## What is expected
Revise the lines starting at the beginning of the records and going on through the line containing "# inside = enclosed", replacing "vertices" with "corners" and changing nothing else. Return only those revised lines.

======== Records for this exercise

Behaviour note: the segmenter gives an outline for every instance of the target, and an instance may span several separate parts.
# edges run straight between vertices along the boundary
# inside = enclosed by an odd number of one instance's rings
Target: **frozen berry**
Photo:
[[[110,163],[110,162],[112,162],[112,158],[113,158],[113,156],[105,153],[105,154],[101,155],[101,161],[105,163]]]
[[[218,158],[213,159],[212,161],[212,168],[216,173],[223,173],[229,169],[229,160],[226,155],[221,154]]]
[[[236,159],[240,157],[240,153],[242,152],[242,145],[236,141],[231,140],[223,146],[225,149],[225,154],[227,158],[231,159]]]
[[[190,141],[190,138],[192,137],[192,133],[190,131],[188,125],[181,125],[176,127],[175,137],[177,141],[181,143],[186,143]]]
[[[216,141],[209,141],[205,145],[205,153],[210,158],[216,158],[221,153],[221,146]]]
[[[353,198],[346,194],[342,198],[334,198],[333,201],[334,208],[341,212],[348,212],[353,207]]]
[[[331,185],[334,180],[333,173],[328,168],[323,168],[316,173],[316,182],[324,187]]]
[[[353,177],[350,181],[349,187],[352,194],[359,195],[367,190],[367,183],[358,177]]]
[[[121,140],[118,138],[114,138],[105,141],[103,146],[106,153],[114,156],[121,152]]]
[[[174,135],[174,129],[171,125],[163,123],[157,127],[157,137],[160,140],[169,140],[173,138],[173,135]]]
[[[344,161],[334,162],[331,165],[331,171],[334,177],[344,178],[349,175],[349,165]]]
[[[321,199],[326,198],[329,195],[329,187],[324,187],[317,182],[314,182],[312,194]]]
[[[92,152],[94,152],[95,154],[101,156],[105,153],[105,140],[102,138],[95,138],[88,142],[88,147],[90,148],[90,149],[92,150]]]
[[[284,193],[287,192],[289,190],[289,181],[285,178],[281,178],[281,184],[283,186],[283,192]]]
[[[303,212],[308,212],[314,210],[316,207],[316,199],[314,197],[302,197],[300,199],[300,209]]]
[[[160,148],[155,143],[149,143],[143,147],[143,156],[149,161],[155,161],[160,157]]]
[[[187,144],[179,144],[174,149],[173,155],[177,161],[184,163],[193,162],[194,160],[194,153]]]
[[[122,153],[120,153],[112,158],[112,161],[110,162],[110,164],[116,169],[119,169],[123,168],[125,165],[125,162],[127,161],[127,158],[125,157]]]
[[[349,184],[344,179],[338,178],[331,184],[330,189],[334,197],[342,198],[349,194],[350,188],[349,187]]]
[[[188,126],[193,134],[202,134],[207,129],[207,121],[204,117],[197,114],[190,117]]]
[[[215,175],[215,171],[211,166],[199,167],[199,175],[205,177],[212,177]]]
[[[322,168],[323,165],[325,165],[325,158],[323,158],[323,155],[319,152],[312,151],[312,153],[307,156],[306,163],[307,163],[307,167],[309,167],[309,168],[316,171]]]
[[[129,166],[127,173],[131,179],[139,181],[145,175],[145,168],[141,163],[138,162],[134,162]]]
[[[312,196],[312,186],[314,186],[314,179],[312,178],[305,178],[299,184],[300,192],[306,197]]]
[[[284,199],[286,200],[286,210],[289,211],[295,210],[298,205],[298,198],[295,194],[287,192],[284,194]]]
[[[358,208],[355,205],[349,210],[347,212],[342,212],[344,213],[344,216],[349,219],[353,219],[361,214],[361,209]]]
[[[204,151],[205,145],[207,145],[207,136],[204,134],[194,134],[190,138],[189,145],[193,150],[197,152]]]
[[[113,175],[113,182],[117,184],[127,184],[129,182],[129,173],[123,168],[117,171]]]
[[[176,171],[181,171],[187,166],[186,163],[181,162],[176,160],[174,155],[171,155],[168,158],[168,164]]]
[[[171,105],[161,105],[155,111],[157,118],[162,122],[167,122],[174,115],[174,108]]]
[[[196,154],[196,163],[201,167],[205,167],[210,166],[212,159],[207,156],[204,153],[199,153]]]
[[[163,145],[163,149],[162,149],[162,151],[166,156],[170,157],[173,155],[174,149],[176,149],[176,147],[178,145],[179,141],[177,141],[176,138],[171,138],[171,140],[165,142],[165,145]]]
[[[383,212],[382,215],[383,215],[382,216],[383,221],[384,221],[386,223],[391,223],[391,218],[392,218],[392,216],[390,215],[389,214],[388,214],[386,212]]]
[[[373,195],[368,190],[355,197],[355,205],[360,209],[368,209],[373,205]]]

================

## Solution to the exercise
Behaviour note: the segmenter gives an outline for every instance of the target, and an instance may span several separate parts.
# edges run straight between corners along the boundary
# inside = enclosed by an odd number of one instance's rings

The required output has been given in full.